• **Jobs**:
A) Which command do the DBLP project instructions give for building the project?
B) Extend the DBLP project instructions, starting after their last line.

===== Selected excerpt =====

The objective is to process the raw XML-based DBLP dataset and perform various parallel distributed computation on the set via the Hadoop Map-Reduce framework.
To use this framework, be sure to have the following software installed:
To install this package into a project:
-
Download cs441_Fall2020_HW01
git clone https://[email protected]/jsanch75/jacob_sanchez_hw2.git
-
Navigate to the project root folder
cd CS441/
-
Execute the command on the command line:
sbt clean compile assembly
-
Run Hadoop Command on Sandbox
hadoop jar target/scala-2.13/CS441-assembly-0.1.jar src/main/resources/dblp.xml src/main/resources/output
- Compute a spreadsheet or an CSV file that shows top ten published authors at each venue.
- Compute the list of authors who published without interruption for N years where 10 <= N.
- For each venue you will produce the list of publications that contains only one author.
- Produce the list of publications for each venue that contain the highest number of authors for each of these venues.

===== Entries =====

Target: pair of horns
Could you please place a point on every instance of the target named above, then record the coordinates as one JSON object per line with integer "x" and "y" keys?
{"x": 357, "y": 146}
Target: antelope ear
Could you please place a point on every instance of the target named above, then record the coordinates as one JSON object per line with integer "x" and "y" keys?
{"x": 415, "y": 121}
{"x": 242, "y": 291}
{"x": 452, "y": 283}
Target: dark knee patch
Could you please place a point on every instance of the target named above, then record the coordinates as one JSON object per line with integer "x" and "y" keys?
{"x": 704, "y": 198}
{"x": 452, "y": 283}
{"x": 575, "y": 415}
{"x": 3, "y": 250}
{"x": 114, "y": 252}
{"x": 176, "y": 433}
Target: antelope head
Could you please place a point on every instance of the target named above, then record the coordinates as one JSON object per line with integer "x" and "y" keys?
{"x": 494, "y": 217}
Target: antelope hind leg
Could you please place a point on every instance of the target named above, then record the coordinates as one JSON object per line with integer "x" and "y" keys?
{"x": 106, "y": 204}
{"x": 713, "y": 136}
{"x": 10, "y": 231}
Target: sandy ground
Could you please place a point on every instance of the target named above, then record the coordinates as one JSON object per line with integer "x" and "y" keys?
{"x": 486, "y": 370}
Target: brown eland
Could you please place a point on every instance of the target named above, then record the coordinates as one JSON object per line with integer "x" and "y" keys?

=====

• **Answers for the exercise**:
A) sbt clean compile assembly

B)
- Produce the list of top 100 authors in the descending order who publish with most co-authors and the list of 100 authors who publish without any co-authors.
The various mappers extract the publication tags from the dblp.xml file associated with the shards via Scala's scala-xml module.
(<author> or <editor> )
Depending on the reducer, the key is mapping to an IntWritable, MapWritable, or Text for the output.
- Reducer maps (Text, Text) => list of publications per venue.
- Reducer maps (Text, IntWritable) => List of publishers where the value is >= 10.
- Reducer maps (Text, Text) => List of publication titles
- Reducer maps (Text, Text) => (venue, List of publications)
- (Text, MapWritable) => List of authors based on MapWritable key
The Mappers and Reducers can easily incorporate the functionality of supporting multi-tag class to differentiate between the following:
<phdthesis> , <masterthesis>, etc...